Aim of the exercise: Exactly reproduce the lines from the line containing "Reviewer note: verify one keypoint per instance of the black" to the end of the data below, inclusive, and nothing else.

Supplied entries:
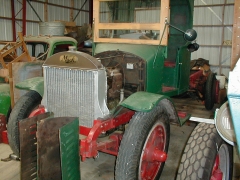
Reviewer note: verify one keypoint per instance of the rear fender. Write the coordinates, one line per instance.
(5, 100)
(145, 102)
(35, 84)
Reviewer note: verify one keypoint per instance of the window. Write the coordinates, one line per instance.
(131, 21)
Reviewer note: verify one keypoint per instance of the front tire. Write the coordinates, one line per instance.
(22, 109)
(143, 149)
(206, 155)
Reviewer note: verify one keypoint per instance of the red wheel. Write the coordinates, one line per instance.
(153, 154)
(143, 150)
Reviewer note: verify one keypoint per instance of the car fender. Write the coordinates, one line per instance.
(145, 102)
(34, 84)
(5, 99)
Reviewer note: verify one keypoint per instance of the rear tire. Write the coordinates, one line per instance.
(200, 158)
(22, 109)
(210, 91)
(146, 132)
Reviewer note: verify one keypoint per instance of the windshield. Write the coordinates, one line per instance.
(135, 21)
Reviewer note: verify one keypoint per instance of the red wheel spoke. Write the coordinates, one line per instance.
(153, 153)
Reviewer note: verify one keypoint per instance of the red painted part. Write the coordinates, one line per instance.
(153, 153)
(2, 126)
(4, 137)
(169, 64)
(39, 110)
(24, 15)
(84, 130)
(167, 88)
(216, 171)
(216, 91)
(182, 114)
(110, 146)
(13, 21)
(196, 80)
(89, 146)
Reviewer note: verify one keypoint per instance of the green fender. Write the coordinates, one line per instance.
(34, 84)
(5, 100)
(145, 102)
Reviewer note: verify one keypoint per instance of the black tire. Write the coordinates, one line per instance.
(135, 140)
(210, 91)
(203, 147)
(22, 109)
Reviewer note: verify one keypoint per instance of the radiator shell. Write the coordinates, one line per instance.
(75, 89)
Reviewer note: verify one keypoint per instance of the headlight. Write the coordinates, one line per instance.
(223, 122)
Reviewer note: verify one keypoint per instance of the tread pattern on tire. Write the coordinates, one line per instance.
(21, 110)
(137, 131)
(200, 149)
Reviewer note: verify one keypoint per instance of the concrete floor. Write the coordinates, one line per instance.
(103, 167)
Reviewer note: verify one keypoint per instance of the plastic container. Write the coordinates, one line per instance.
(52, 28)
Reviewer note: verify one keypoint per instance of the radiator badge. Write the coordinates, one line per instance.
(68, 58)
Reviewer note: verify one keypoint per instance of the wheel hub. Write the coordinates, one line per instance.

Answer for the task:
Reviewer note: verify one keypoint per instance of the black tire. Write the coordinates, one line per instance.
(135, 140)
(210, 91)
(203, 147)
(22, 109)
Reviewer note: verify one keypoint per instance of the radiator shell. Write the coordinates, one line per instance.
(75, 89)
Reviewer note: verify one keypoint per instance of the headlight. Write the coordinates, one line per instance.
(223, 122)
Reviewer note: verify one keypoint per instance of the tread pattern on tire. Write the coordinates, one line per instance.
(21, 110)
(137, 131)
(200, 149)
Reviewer note: verify one keypoint per instance of the concrete floor. Write the coordinates, one line per instance.
(103, 167)
Reviewer note: verify one keypoint per instance of the plastic container. Write the coordinates, one line per instance.
(52, 28)
Reviewer note: verify one keypoint per instance of the radiator badge. Write the coordinates, one line per instance.
(68, 58)
Reviewer note: verify one keypoint per instance of the wheel hub. Write the coordinates, one line per instance.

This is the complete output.